### [TEXTE DE LA PAGE]
——————————

LES ASSEMBLÉES PROVINCIALES DANS L’EMPIRE ROMAIN

LIVRE PREMIER.

CHAPITRE IV. — DU SIÈGE DES ASSEMBLÉES.

Texte numérisé par Marc Szwajcer

 

 

L’origine religieuse des assemblées provinciales eut cette conséquence qu’elles furent tout de suite et pour toujours fixées au même endroit. Il n’y a pas, croyons-nous, d’exemple qu’aucun des petits κοινά grecs se soit jamais groupé, sous l’Empire, ailleurs qu’au lieu traditionnel de ses réunions. Delphes ne cessa pas d’être la capitale de l’Amphictyonie, ni Priène du Panionium, ni Œgion de la confédération achéenne. Les dieux n’aimaient pas à émigrer, et, une fois qu’ils s’étaient installés dans un sanctuaire, ils voulaient y rester. Leur immobilité entraînait celle des fêtes célébrées en leur honneur, et c’est ainsi que les κοινά helléniques prenaient racine au lieu qui avait été témoin de leurs premières assemblées. Le culte de Rome et d’Auguste produisit des effets tout pareils. Du jour où les cités d’une province se concertaient pour élever un temple a cette double divinité, elles décidaient implicitement que cet endroit serait à perpétuité le siège de leur conseil fédéral, et l’on ne voit pas qu’il y ait eu dans tout l’Empire une seule infraction à cette règle.

L’assemblée provinciale qui se groupait autour de ces temples ne tenait pas toujours ses séances dans la ville qui passait pour être le centre politique de la contrée. On a supposé avec vraisemblance que l’autel commun à toute la Pannonie Inférieure devait se trouver à Sar-Pentele, près de Stuhlweissenburg[1], et l’on sait que le légat de la province résida d’abord à Acumincum, puis à Aquincum[2]. Dans la Pannonie Supérieure, la capitale religieuse fut Savaria[3] (Stein-am-Anger), tandis que le chef-lieu administratif était ailleurs[4]. En Dacie, l’ara Augusti se dressait soit à Sarmizegethusa, soit dans les environs[5], c’est-à-dire loin d’Apulum, séjour ordinaire du gouverneur[6]. Le κοινόν provincial d’Achaïe se réunissait, avant le règne d’Hadrien, à Argos[7] et il ne paraît pas que le proconsul se soit jamais établi à demeure dans cette ville[8]. On devine les raisons de ces anomalies. Argos dut être choisie à cause de sa situation intermédiaire entre la Grèce continentale et le Péloponnèse, et peut-être aussi a cause de la célébrité inoffensive que sa vieille histoire assurait à son nom. Sarmizegethusa avait été la capitale des rois daces, et les Romains la consolèrent de sa déchéance politique en lui laissant une sorte de suprématie religieuse. Enfin il est possible que les points où fut installé en Pannonie le culte impérial aient été, pour les indigènes encore indépendants, le centre de leurs fêtes nationales et de leurs cérémonies sacrées.

——————————

[Annotations d'images par cadres de délimitation]

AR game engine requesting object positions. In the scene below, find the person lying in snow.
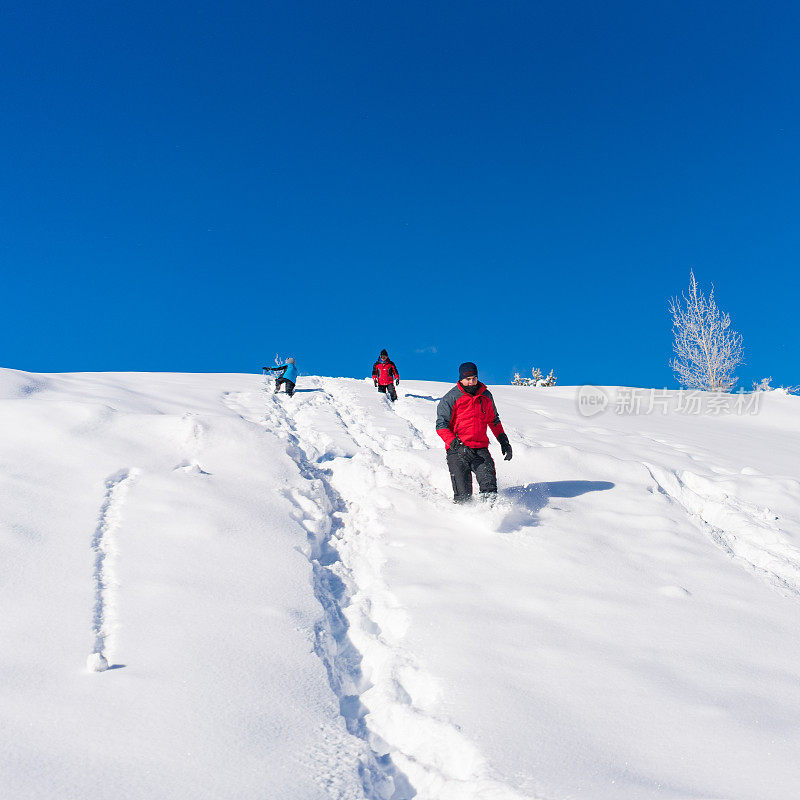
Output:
[372,350,400,403]
[264,358,300,397]
[436,361,512,503]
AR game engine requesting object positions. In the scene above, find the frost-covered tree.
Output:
[669,271,744,392]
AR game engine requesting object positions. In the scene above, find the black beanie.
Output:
[458,361,478,380]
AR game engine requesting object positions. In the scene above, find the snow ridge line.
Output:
[86,468,139,672]
[223,388,416,800]
[643,462,800,600]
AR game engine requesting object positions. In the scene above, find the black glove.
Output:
[497,433,514,461]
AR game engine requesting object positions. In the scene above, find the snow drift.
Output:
[0,370,800,800]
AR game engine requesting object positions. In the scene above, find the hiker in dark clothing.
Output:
[436,361,512,503]
[372,350,400,403]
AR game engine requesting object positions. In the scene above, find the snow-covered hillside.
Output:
[0,370,800,800]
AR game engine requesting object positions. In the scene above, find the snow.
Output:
[0,370,800,800]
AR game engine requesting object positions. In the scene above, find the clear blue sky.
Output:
[0,0,800,388]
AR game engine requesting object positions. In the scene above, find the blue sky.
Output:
[0,0,800,387]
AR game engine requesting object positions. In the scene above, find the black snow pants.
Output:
[378,383,397,403]
[275,378,294,397]
[447,446,497,503]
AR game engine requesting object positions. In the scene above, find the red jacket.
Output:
[436,383,505,448]
[372,358,400,386]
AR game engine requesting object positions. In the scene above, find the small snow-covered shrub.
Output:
[753,377,800,394]
[511,367,558,386]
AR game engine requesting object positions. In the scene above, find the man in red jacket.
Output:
[436,361,512,503]
[372,350,400,403]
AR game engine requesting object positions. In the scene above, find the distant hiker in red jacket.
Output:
[436,361,512,503]
[372,350,400,403]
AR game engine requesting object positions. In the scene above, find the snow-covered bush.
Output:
[753,377,800,394]
[511,367,558,386]
[669,271,744,392]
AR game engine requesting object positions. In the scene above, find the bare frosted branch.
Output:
[669,271,744,392]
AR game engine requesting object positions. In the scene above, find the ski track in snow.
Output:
[86,469,139,672]
[642,462,800,600]
[223,378,540,800]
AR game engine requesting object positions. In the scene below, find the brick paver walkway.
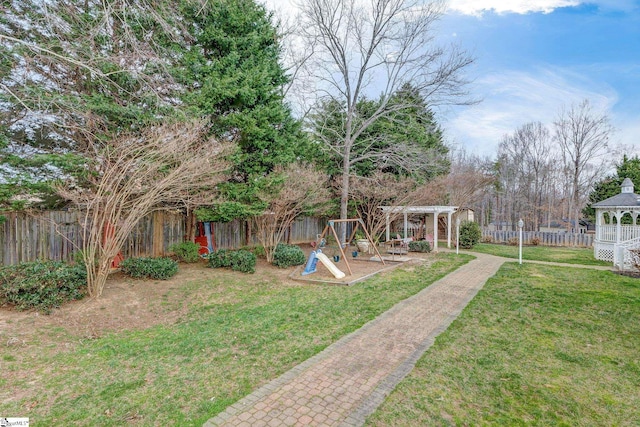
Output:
[205,254,512,427]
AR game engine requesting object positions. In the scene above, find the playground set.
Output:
[301,218,384,279]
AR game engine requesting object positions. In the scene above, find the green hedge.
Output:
[120,258,178,280]
[273,243,307,268]
[459,221,482,249]
[0,261,87,314]
[209,249,257,273]
[169,242,200,263]
[409,240,431,252]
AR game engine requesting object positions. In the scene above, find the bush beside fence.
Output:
[482,230,595,248]
[0,211,327,265]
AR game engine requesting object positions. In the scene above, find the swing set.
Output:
[316,218,385,275]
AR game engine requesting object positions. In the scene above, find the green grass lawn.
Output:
[464,243,612,267]
[367,264,640,426]
[0,254,472,426]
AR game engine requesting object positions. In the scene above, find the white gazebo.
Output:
[380,206,458,251]
[593,178,640,270]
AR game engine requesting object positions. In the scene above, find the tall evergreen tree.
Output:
[175,0,308,220]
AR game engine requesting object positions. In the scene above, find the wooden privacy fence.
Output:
[0,211,326,265]
[213,217,327,249]
[0,211,185,265]
[482,230,594,248]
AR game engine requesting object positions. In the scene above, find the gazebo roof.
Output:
[593,178,640,208]
[380,206,458,214]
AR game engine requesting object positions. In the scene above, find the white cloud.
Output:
[443,68,618,157]
[449,0,583,16]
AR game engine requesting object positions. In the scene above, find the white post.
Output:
[385,212,391,242]
[447,212,451,249]
[518,218,524,265]
[404,211,409,239]
[433,211,439,252]
[456,217,460,255]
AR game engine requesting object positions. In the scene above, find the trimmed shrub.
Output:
[0,261,87,314]
[169,242,200,263]
[209,249,257,273]
[231,249,257,273]
[480,235,493,243]
[120,258,178,280]
[459,221,482,249]
[273,243,307,268]
[208,249,233,268]
[409,240,431,252]
[240,245,267,258]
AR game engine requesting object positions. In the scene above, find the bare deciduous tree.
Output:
[498,122,559,230]
[422,152,496,207]
[252,163,330,262]
[300,0,472,237]
[554,100,613,232]
[56,123,230,297]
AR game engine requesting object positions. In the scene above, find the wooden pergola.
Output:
[593,178,640,269]
[380,206,458,251]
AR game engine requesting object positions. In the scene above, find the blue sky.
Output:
[262,0,640,160]
[440,0,640,156]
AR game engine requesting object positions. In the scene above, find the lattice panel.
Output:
[596,248,613,262]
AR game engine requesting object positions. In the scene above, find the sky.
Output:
[264,0,640,157]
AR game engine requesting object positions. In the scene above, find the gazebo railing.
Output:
[613,237,640,270]
[596,225,640,243]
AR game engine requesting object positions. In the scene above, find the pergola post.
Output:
[404,211,407,239]
[447,212,451,249]
[385,212,391,242]
[433,211,440,252]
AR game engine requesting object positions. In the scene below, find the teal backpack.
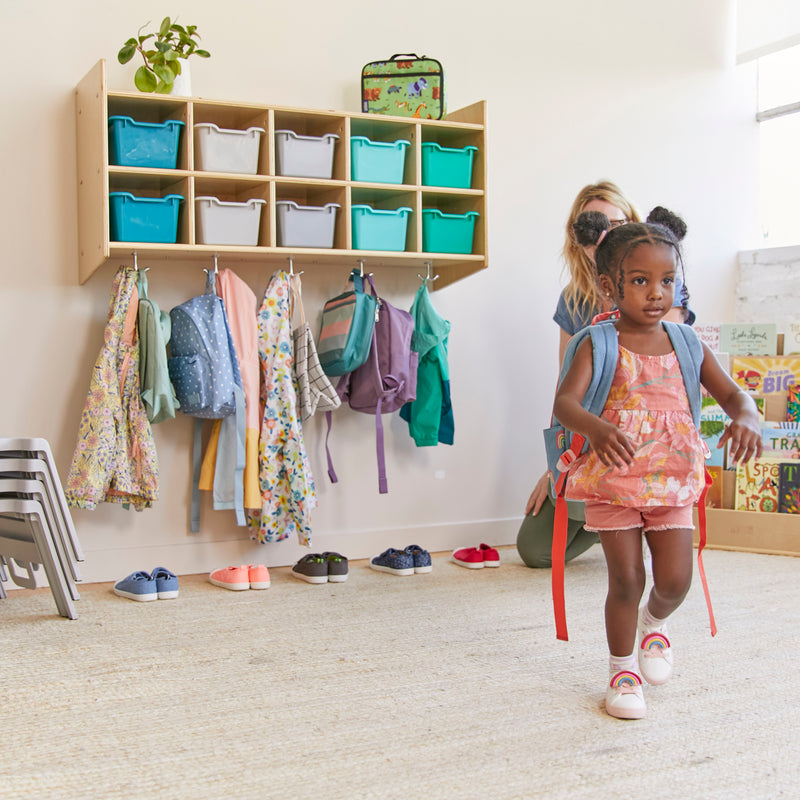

——————————

Pourriez-vous continuer le texte sur le siège des assemblées provinciales romaines à partir de sa dernière phrase ?

### [RÉPONSE ATTENDUE]
Dans certaines provinces, le siège du concilium coïncidait avec le lieu de résidence du gouverneur. Mais il n’est pas probable qu’on l’ait voulu ainsi par esprit de régularité administrative, ni même par désir de maintenir toujours l’assemblée gond l’œil vigilant du représentant de l’empereur. On obéit à des sentiments tout différents. Les assemblées de Lyon n’étant apparemment que la continuation d’une ancienne solennité, il fallut bien les convoquer à l’endroit où celle-ci avait coutume d’être célébrée. Ailleurs la capitale de la, province ne fut désignée pour cet objet que parce qu’elle avait été la première à instituer le culte des empereurs, et elle en avait pris l’initiative, parce qu’il était naturel que le signal de cette adoration partit de la cité la plus considérable du pays. C’est ce qui arriva, par exemple, à Tarragone et à Nicomédie[9]. Le choix de tous ces chefs-lieux ne se fit donc pas par suite d’un dessein prémédité ; il fut plutôt l’effet des circonstances.

Quelques-unes de ces assemblées se réunissaient non pas dans l’intérieur d’une ville, mais dans le voisinage. Celle des Gaules tenait ses séances dans la péninsule que forment les deux fleuves, sur une espèce de territoire fédéralisé[10]. On ne connaissait pas dans le langage officiel l’autel de Lyon ; on disait toujours : l’autel situé au confluent du Rhône et de la Saône. Peut-être en était-il de même dans d’autres provinces. Mais nous ne constatons le fait, en dehors de la Gaule, que pour la Pannonie Inférieure et la Dacie[11].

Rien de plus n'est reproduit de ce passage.